▸ **Exercise directions**
After locating the line with "171, row 38.", repeat it and every following line to the end of the listing, exactly. Omit the pictures.

(Listed records)

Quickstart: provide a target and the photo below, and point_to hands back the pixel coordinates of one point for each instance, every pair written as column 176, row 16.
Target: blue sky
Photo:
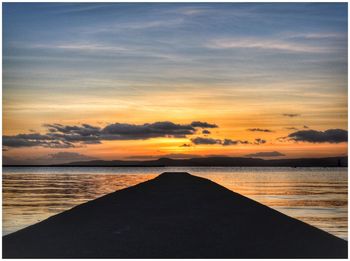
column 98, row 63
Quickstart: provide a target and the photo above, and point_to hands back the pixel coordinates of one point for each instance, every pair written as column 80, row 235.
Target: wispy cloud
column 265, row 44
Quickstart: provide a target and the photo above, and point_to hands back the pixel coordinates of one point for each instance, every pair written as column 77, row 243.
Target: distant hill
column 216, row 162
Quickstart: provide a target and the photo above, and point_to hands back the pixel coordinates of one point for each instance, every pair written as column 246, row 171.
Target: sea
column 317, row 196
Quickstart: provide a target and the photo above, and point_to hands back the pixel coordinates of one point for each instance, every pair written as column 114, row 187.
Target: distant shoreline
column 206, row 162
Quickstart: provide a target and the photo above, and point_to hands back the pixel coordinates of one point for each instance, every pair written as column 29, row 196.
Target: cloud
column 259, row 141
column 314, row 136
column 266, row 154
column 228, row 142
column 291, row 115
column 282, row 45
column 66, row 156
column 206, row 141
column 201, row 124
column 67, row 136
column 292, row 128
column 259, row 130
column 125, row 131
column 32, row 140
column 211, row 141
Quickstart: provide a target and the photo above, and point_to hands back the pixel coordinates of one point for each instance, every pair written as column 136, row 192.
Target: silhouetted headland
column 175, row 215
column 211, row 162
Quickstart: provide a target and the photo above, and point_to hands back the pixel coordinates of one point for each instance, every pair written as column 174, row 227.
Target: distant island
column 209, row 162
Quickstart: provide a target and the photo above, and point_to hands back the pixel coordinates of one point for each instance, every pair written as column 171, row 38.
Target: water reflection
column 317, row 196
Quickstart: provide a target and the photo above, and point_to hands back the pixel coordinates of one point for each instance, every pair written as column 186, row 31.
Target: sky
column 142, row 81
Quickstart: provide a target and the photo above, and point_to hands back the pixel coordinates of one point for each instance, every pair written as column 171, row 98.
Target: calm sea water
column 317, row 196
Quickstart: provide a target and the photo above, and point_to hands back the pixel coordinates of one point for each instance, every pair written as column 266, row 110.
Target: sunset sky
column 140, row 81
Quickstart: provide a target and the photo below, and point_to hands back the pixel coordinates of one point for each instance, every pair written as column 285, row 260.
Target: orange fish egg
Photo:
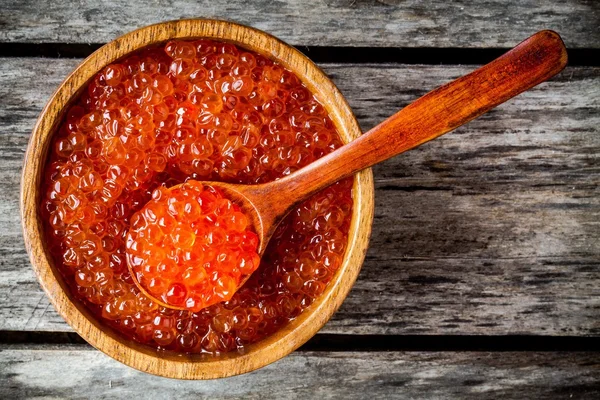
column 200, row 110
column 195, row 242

(End Listed records)

▸ **Solution**
Quickstart: provide a target and the photo above, and point_to hands back the pixel coordinates of one point for each instance, every pair written as column 171, row 38.
Target: water reflection
column 317, row 196
Quickstart: provide a target and the photo above, and point_to hands back the pixel coordinates of one point for each instance, every pair written as column 186, row 31.
Target: sky
column 142, row 81
Quickstart: provide a target and the photo above, and point_to hands back the pixel coordinates of one point for each instance, every pair written as column 171, row 98.
Target: calm sea water
column 317, row 196
Quickstart: provide a target and the photo above, and point_to hands back the pixel coordinates of one point for each instance, every pair written as column 266, row 110.
Target: sunset sky
column 140, row 81
Quickstart: provide a target and the photo below, and point_to hands back the pixel coordinates of one point for each instance, every pair written as column 285, row 260.
Target: orange fish egg
Photo:
column 200, row 110
column 195, row 242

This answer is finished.